## Raw data

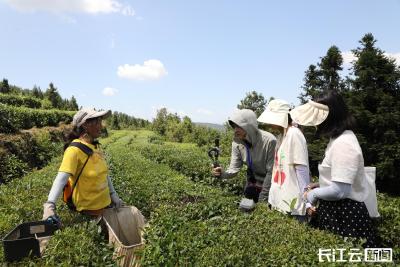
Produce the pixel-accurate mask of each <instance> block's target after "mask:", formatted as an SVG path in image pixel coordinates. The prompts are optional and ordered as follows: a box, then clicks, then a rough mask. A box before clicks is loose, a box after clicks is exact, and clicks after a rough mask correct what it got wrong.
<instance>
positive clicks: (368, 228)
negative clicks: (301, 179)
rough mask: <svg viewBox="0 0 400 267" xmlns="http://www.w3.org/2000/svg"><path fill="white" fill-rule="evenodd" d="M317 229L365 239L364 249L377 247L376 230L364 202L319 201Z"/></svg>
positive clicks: (344, 199) (344, 201)
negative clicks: (370, 217) (326, 230)
mask: <svg viewBox="0 0 400 267" xmlns="http://www.w3.org/2000/svg"><path fill="white" fill-rule="evenodd" d="M317 214H318V219H317V227H318V228H320V229H322V230H328V231H331V232H333V233H335V234H338V235H341V236H343V237H355V238H365V239H366V240H367V242H366V243H365V244H364V246H366V247H378V245H379V244H378V240H377V235H376V229H375V227H374V225H373V222H372V220H371V218H370V217H369V213H368V210H367V207H366V206H365V203H364V202H358V201H355V200H352V199H348V198H346V199H342V200H337V201H326V200H322V199H320V200H319V206H318V209H317Z"/></svg>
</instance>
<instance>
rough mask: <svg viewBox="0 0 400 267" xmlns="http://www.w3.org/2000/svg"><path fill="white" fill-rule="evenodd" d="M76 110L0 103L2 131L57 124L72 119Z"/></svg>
mask: <svg viewBox="0 0 400 267" xmlns="http://www.w3.org/2000/svg"><path fill="white" fill-rule="evenodd" d="M74 113H75V112H74V111H61V110H40V109H31V108H25V107H13V106H8V105H4V104H0V133H15V132H18V131H19V130H21V129H30V128H32V127H44V126H57V125H58V124H59V123H60V122H65V123H69V122H71V121H72V117H73V115H74Z"/></svg>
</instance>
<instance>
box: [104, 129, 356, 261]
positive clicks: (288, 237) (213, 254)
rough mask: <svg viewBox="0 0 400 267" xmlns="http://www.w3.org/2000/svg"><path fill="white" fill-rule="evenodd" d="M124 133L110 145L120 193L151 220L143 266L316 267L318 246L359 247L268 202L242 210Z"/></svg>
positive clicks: (147, 237)
mask: <svg viewBox="0 0 400 267" xmlns="http://www.w3.org/2000/svg"><path fill="white" fill-rule="evenodd" d="M118 135H120V136H121V137H122V136H123V137H122V138H118V139H115V140H113V142H112V143H111V144H110V145H109V146H108V147H107V153H108V155H109V159H110V165H111V169H112V176H113V179H114V183H115V187H116V190H117V191H118V192H119V194H120V196H121V197H122V198H123V199H124V200H125V201H126V202H128V203H129V204H133V205H135V206H137V207H138V208H139V209H140V210H142V212H143V213H144V214H145V215H146V217H147V218H149V219H150V220H149V225H150V226H149V227H148V228H147V230H146V237H145V238H146V246H145V249H144V251H143V262H142V264H143V266H296V265H317V264H318V249H319V248H347V249H349V248H353V247H355V246H354V245H353V244H351V243H349V242H345V241H343V239H341V238H339V237H337V236H334V235H332V234H330V233H327V232H323V231H319V230H315V229H312V228H310V227H308V226H306V225H302V224H300V223H298V222H297V221H296V220H294V219H292V218H289V217H287V216H285V215H283V214H281V213H279V212H275V211H271V210H269V209H268V208H267V207H266V206H265V205H259V206H258V207H257V209H256V211H255V212H254V213H250V214H247V213H242V212H241V211H239V210H238V201H239V200H240V197H238V196H234V195H232V194H231V193H228V192H225V191H223V190H220V189H218V188H216V187H213V186H210V185H206V184H201V183H197V182H194V181H192V180H191V179H189V177H186V176H183V175H182V174H181V173H179V172H177V171H175V170H172V169H171V168H170V167H169V166H168V165H166V164H160V163H157V162H154V161H152V160H149V159H145V158H144V157H143V156H141V155H140V154H139V153H138V151H137V146H139V147H140V148H142V146H141V145H140V143H143V139H142V138H141V137H140V136H138V135H136V137H133V134H132V133H129V132H119V133H118ZM114 137H115V135H114Z"/></svg>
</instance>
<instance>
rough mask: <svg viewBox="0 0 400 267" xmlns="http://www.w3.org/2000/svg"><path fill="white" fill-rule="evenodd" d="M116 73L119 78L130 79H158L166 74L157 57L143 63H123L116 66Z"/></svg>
mask: <svg viewBox="0 0 400 267" xmlns="http://www.w3.org/2000/svg"><path fill="white" fill-rule="evenodd" d="M117 74H118V76H119V77H121V78H126V79H131V80H139V81H144V80H158V79H160V78H161V77H163V76H165V75H167V74H168V72H167V70H166V69H165V68H164V65H163V64H162V63H161V61H159V60H157V59H150V60H147V61H145V62H144V63H143V65H139V64H136V65H129V64H125V65H122V66H119V67H118V71H117Z"/></svg>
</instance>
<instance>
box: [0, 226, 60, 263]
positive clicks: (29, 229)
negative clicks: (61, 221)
mask: <svg viewBox="0 0 400 267" xmlns="http://www.w3.org/2000/svg"><path fill="white" fill-rule="evenodd" d="M56 230H58V227H57V226H56V225H54V224H52V223H51V222H48V221H38V222H27V223H22V224H20V225H18V226H17V227H15V228H14V230H12V231H11V232H10V233H8V234H7V235H6V236H5V237H4V239H3V247H4V258H5V260H6V261H8V262H11V261H17V260H20V259H22V258H24V257H27V256H31V257H35V256H36V257H40V256H41V254H40V244H39V241H40V240H41V239H44V238H46V237H49V236H51V235H53V234H54V232H55V231H56Z"/></svg>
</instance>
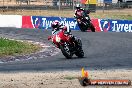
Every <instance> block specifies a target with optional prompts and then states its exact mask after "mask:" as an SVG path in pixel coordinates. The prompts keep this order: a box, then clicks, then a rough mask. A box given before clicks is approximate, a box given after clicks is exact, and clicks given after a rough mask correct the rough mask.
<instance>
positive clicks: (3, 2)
mask: <svg viewBox="0 0 132 88" xmlns="http://www.w3.org/2000/svg"><path fill="white" fill-rule="evenodd" d="M4 2H5V1H4V0H3V12H4Z"/></svg>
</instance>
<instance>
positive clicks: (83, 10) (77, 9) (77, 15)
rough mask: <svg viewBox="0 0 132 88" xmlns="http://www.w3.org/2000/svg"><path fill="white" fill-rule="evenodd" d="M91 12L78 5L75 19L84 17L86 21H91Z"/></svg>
mask: <svg viewBox="0 0 132 88" xmlns="http://www.w3.org/2000/svg"><path fill="white" fill-rule="evenodd" d="M88 14H89V11H88V10H85V9H83V8H82V7H81V5H80V4H77V5H76V10H75V13H74V18H75V19H77V18H79V17H81V18H82V17H83V18H85V19H86V20H90V17H89V15H88Z"/></svg>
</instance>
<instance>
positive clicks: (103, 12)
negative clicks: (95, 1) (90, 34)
mask: <svg viewBox="0 0 132 88" xmlns="http://www.w3.org/2000/svg"><path fill="white" fill-rule="evenodd" d="M103 13H104V0H103Z"/></svg>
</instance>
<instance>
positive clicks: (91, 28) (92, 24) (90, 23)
mask: <svg viewBox="0 0 132 88" xmlns="http://www.w3.org/2000/svg"><path fill="white" fill-rule="evenodd" d="M90 29H91V31H92V32H95V28H94V25H93V24H92V23H90Z"/></svg>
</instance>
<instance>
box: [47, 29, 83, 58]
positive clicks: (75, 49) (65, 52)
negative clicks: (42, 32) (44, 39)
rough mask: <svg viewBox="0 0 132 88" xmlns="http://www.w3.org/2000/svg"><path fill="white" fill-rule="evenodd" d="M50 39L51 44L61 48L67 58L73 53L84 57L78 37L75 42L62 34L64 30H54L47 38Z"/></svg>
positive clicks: (71, 57)
mask: <svg viewBox="0 0 132 88" xmlns="http://www.w3.org/2000/svg"><path fill="white" fill-rule="evenodd" d="M50 39H52V42H53V44H54V45H55V46H56V47H57V48H59V49H60V50H61V52H62V54H63V55H64V56H65V57H66V58H67V59H70V58H72V56H73V55H74V54H75V55H76V56H78V57H80V58H82V57H84V52H83V50H82V42H81V40H80V39H78V43H77V44H76V43H75V42H73V40H72V39H71V37H69V36H68V35H66V34H64V30H60V31H57V32H55V33H54V34H53V35H52V36H49V38H48V40H50Z"/></svg>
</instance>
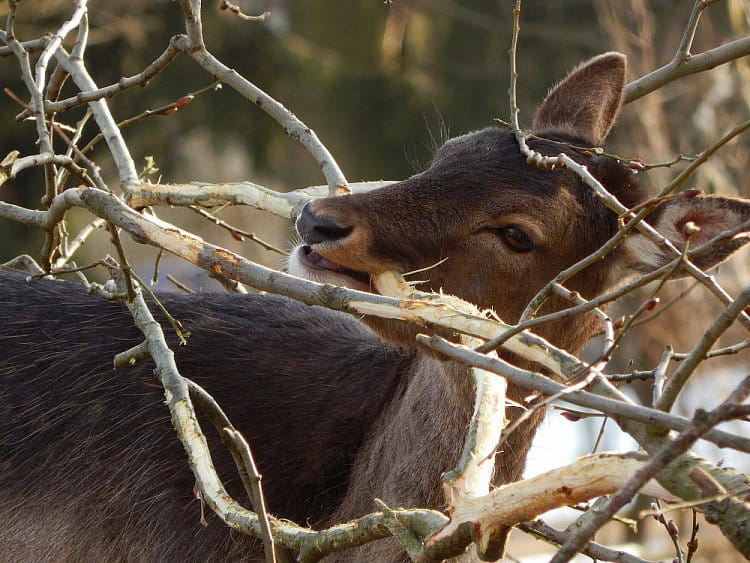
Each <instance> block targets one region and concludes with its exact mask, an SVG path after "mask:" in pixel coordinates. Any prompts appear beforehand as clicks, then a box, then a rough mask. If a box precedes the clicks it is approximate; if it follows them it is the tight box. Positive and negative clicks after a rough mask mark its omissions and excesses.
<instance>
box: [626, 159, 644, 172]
mask: <svg viewBox="0 0 750 563" xmlns="http://www.w3.org/2000/svg"><path fill="white" fill-rule="evenodd" d="M627 166H628V168H631V169H633V170H636V171H641V170H646V165H645V164H643V163H642V162H638V161H637V160H631V161H630V162H628V164H627Z"/></svg>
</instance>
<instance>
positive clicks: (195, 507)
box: [0, 272, 411, 561]
mask: <svg viewBox="0 0 750 563" xmlns="http://www.w3.org/2000/svg"><path fill="white" fill-rule="evenodd" d="M161 298H162V299H163V301H164V304H165V306H166V307H167V308H168V310H169V311H170V312H171V313H172V314H173V315H174V316H176V317H177V318H179V319H180V320H181V321H182V322H183V323H184V324H185V327H186V330H188V331H190V332H191V336H190V338H189V339H188V345H187V346H184V347H182V346H176V345H175V346H174V347H173V349H174V351H175V353H176V359H177V363H178V365H179V366H180V369H181V371H182V373H183V374H184V375H186V376H188V377H190V378H191V379H193V380H195V381H196V382H198V383H199V384H201V385H202V386H204V387H205V388H206V389H207V390H208V391H209V392H210V393H211V394H212V395H213V396H214V397H215V398H216V399H217V401H218V402H219V404H221V406H222V407H223V408H224V409H225V411H226V412H227V414H228V416H229V417H230V419H231V420H232V422H233V423H234V424H235V425H236V426H237V427H238V429H239V430H240V431H241V432H242V433H243V434H244V435H245V436H246V437H247V439H248V442H249V443H250V445H251V447H252V448H253V452H254V454H255V457H256V459H257V460H258V464H259V466H260V470H261V472H262V473H263V475H264V478H263V484H264V488H265V492H266V497H267V499H268V502H269V505H270V509H271V510H272V511H273V513H274V514H277V515H278V516H280V517H286V518H291V519H294V520H296V521H298V522H300V523H301V524H305V523H311V524H315V523H318V522H319V521H320V520H322V519H323V518H324V517H326V516H328V515H329V514H330V513H331V512H332V511H333V509H334V508H335V506H337V504H338V503H339V502H340V501H341V498H342V496H343V494H344V491H345V488H346V484H347V480H348V479H347V477H348V472H349V471H350V468H351V465H352V463H353V460H354V456H355V454H356V451H357V449H358V447H359V446H360V444H361V442H362V439H363V436H364V434H365V432H366V430H367V429H368V427H369V424H370V423H371V422H372V420H373V419H374V418H375V417H376V416H377V414H378V413H379V412H380V410H381V409H382V406H383V404H384V403H386V402H387V401H388V400H389V398H390V396H391V394H392V393H393V389H394V387H395V386H396V385H397V384H398V377H399V376H400V375H401V374H402V370H403V367H404V366H405V365H407V364H408V363H409V361H410V359H411V355H410V354H408V353H405V352H403V351H399V350H397V349H396V348H392V347H389V346H384V345H383V344H382V342H380V341H379V340H378V339H377V338H376V337H375V336H374V335H373V334H372V333H371V332H370V331H369V330H367V329H365V328H364V327H363V326H362V325H361V324H359V323H358V322H356V320H354V319H352V318H350V317H347V316H345V315H341V314H337V313H334V312H331V311H328V310H325V309H320V308H317V307H307V306H305V305H302V304H300V303H297V302H294V301H291V300H288V299H284V298H279V297H272V296H265V297H260V296H253V295H248V296H245V297H237V296H230V295H219V294H206V295H199V296H191V297H187V296H182V295H174V294H165V295H162V296H161ZM240 335H241V336H242V337H241V338H238V336H240ZM140 340H141V336H140V333H139V331H138V330H137V329H136V328H135V327H133V326H132V319H131V318H130V315H129V313H128V311H127V309H126V308H125V307H124V305H123V304H121V303H108V302H106V301H104V300H103V299H101V298H97V297H89V296H86V295H84V294H83V288H82V286H79V285H75V284H71V283H67V282H50V281H37V282H28V283H27V282H25V281H24V280H23V278H22V277H21V276H18V275H15V274H10V273H6V272H0V409H1V410H0V490H2V491H3V503H2V507H0V513H2V520H3V522H4V524H3V533H2V534H0V553H4V554H6V555H9V554H13V559H14V560H24V559H26V560H32V559H33V560H37V561H39V560H45V559H49V560H61V559H66V560H99V561H101V560H103V559H118V560H150V561H156V560H159V561H186V560H193V561H206V560H226V558H227V557H229V558H233V559H239V558H241V557H242V556H244V555H246V554H247V552H248V549H249V548H250V546H251V544H252V545H254V544H255V542H254V541H253V540H250V538H247V537H243V536H241V535H239V534H230V533H229V532H228V530H227V529H226V527H225V526H224V525H223V524H222V523H221V522H220V521H218V519H217V518H216V517H215V516H213V515H212V514H211V512H210V510H208V509H207V511H206V512H207V514H206V517H207V519H208V521H209V526H208V527H207V528H204V527H202V526H201V525H199V518H200V506H199V502H198V501H197V500H196V499H195V497H194V496H193V493H192V490H193V486H194V480H193V477H192V474H191V473H190V469H189V467H188V464H187V460H186V457H185V454H184V452H183V451H182V448H181V446H180V445H179V442H178V441H177V439H176V435H175V433H174V431H173V429H172V428H171V424H170V421H169V413H168V411H167V408H166V406H165V405H164V394H163V390H162V389H161V386H160V385H159V383H158V382H157V381H156V380H155V376H154V374H153V373H152V371H151V370H152V366H150V365H143V366H137V367H133V368H127V369H119V370H114V369H113V368H112V358H113V356H114V354H116V353H117V352H121V351H123V350H126V349H128V348H129V347H131V346H133V345H135V344H137V343H138V342H139V341H140ZM321 341H323V342H326V346H325V347H322V346H320V342H321ZM172 344H175V343H174V342H172ZM278 350H283V351H284V352H283V353H284V359H285V362H284V363H279V361H278ZM204 429H205V430H206V433H207V434H208V435H209V437H213V436H214V432H213V429H212V428H211V426H210V424H208V423H207V422H204ZM213 446H214V447H213V448H212V454H213V455H214V456H215V460H216V461H217V464H218V468H219V473H220V475H221V477H222V478H223V479H224V480H225V482H228V484H229V490H230V492H232V493H233V494H235V495H237V498H238V499H243V497H244V494H243V492H242V488H241V487H240V486H239V484H238V480H237V477H236V470H235V469H234V466H233V464H232V462H231V459H230V458H229V457H228V456H227V455H226V454H225V453H224V452H223V450H224V448H223V446H221V444H218V443H217V441H216V440H213ZM244 503H245V504H246V505H247V502H246V501H245V502H244ZM40 534H41V535H42V536H43V537H40ZM24 545H26V546H27V549H25V548H24ZM42 545H43V546H45V549H44V551H40V546H42Z"/></svg>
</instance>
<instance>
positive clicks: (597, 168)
mask: <svg viewBox="0 0 750 563" xmlns="http://www.w3.org/2000/svg"><path fill="white" fill-rule="evenodd" d="M586 164H587V165H588V167H589V171H590V172H591V174H593V176H594V178H596V179H597V180H599V182H600V183H601V184H602V186H604V187H605V188H606V189H607V191H608V192H609V193H611V194H612V195H613V196H615V197H616V198H617V199H618V200H619V201H620V203H622V204H623V205H624V206H625V207H627V208H628V209H630V208H631V207H634V206H635V205H638V204H639V203H641V202H642V201H643V200H644V199H646V193H645V192H644V191H643V190H642V189H641V187H640V186H639V184H638V177H637V176H636V173H635V171H633V170H631V169H630V168H628V167H627V166H623V165H622V164H620V163H619V162H617V161H616V160H614V159H612V158H609V157H607V156H601V155H597V156H594V157H592V158H591V159H590V161H589V162H587V163H586Z"/></svg>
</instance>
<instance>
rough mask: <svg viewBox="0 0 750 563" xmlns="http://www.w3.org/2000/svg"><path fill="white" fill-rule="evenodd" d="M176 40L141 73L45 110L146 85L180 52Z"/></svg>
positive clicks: (28, 115)
mask: <svg viewBox="0 0 750 563" xmlns="http://www.w3.org/2000/svg"><path fill="white" fill-rule="evenodd" d="M175 42H176V38H175V37H173V38H172V39H171V40H170V41H169V45H168V46H167V48H166V49H165V50H164V52H163V53H162V54H161V55H159V57H157V58H156V60H154V62H152V63H151V64H150V65H148V66H147V67H146V68H145V69H143V70H142V71H141V72H140V73H138V74H134V75H133V76H125V77H122V78H121V79H120V80H118V81H117V82H116V83H114V84H110V85H109V86H105V87H103V88H97V89H96V90H89V91H81V92H79V93H78V94H76V95H75V96H72V97H70V98H66V99H64V100H60V101H59V102H50V101H48V102H46V103H45V105H44V109H45V111H46V112H47V113H48V114H49V113H56V112H60V111H65V110H67V109H71V108H74V107H77V106H80V105H82V104H85V103H88V102H93V101H95V100H100V99H102V98H113V97H115V96H116V95H117V94H119V93H121V92H123V91H125V90H128V89H130V88H135V87H136V86H146V85H147V84H148V83H149V81H150V80H151V79H152V78H153V77H154V76H156V75H157V74H159V73H160V72H161V71H162V70H164V69H165V68H166V67H167V66H169V64H170V63H171V62H172V61H173V60H174V59H175V57H176V56H177V55H178V54H179V53H180V50H179V49H178V48H177V46H176V45H175ZM29 115H30V112H29V111H28V110H24V111H23V112H21V113H20V114H18V115H17V116H16V119H18V120H21V119H24V118H25V117H28V116H29Z"/></svg>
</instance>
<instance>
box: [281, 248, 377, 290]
mask: <svg viewBox="0 0 750 563" xmlns="http://www.w3.org/2000/svg"><path fill="white" fill-rule="evenodd" d="M288 270H289V273H290V274H292V275H295V276H298V277H301V278H305V279H309V280H311V281H316V282H319V283H332V284H335V285H342V286H344V287H349V288H352V289H358V290H360V291H371V285H370V274H369V273H367V272H361V271H358V270H353V269H351V268H347V267H346V266H344V265H342V264H339V263H337V262H334V261H333V260H331V259H329V258H326V257H325V256H323V255H322V254H320V253H318V252H317V251H316V250H315V249H313V248H312V247H311V246H308V245H301V246H298V247H297V248H295V249H294V252H292V254H291V255H290V257H289V264H288Z"/></svg>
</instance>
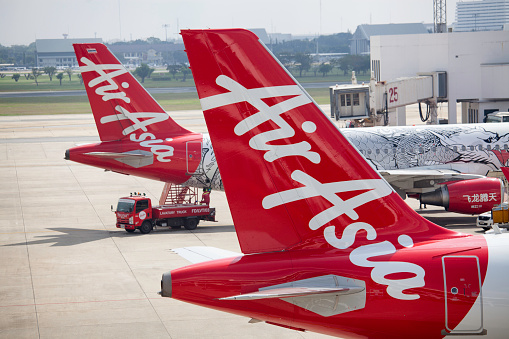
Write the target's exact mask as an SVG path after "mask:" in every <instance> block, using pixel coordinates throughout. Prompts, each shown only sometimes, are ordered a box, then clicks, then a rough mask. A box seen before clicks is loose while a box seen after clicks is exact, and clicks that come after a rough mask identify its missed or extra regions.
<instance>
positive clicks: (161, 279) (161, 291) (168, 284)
mask: <svg viewBox="0 0 509 339" xmlns="http://www.w3.org/2000/svg"><path fill="white" fill-rule="evenodd" d="M160 294H161V296H163V297H168V298H171V272H166V273H164V274H163V277H162V279H161V292H160Z"/></svg>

## Work instructions
Copy the listing above without changes, from its beginning through the line containing "positive clicks: (344, 199) (344, 201)", including both ends. Leave the pictures out of your copy.

## Your response
Produce the pixel-accurate mask of each <instance> block's target after "mask:", formatted as an SVG path in image pixel coordinates. The prompts are optional and ordered as follows: a box, then clicks, then a rough mask. A box before clicks is loose, a box after clicks is exact, and clicks after a rough mask correct what it got wrong.
<instance>
positive clicks: (368, 228)
negative clicks: (301, 179)
rough mask: <svg viewBox="0 0 400 267" xmlns="http://www.w3.org/2000/svg"><path fill="white" fill-rule="evenodd" d="M317 229L365 239L364 249L377 247L376 230L364 202L319 201Z"/></svg>
positive clicks: (344, 199) (344, 201)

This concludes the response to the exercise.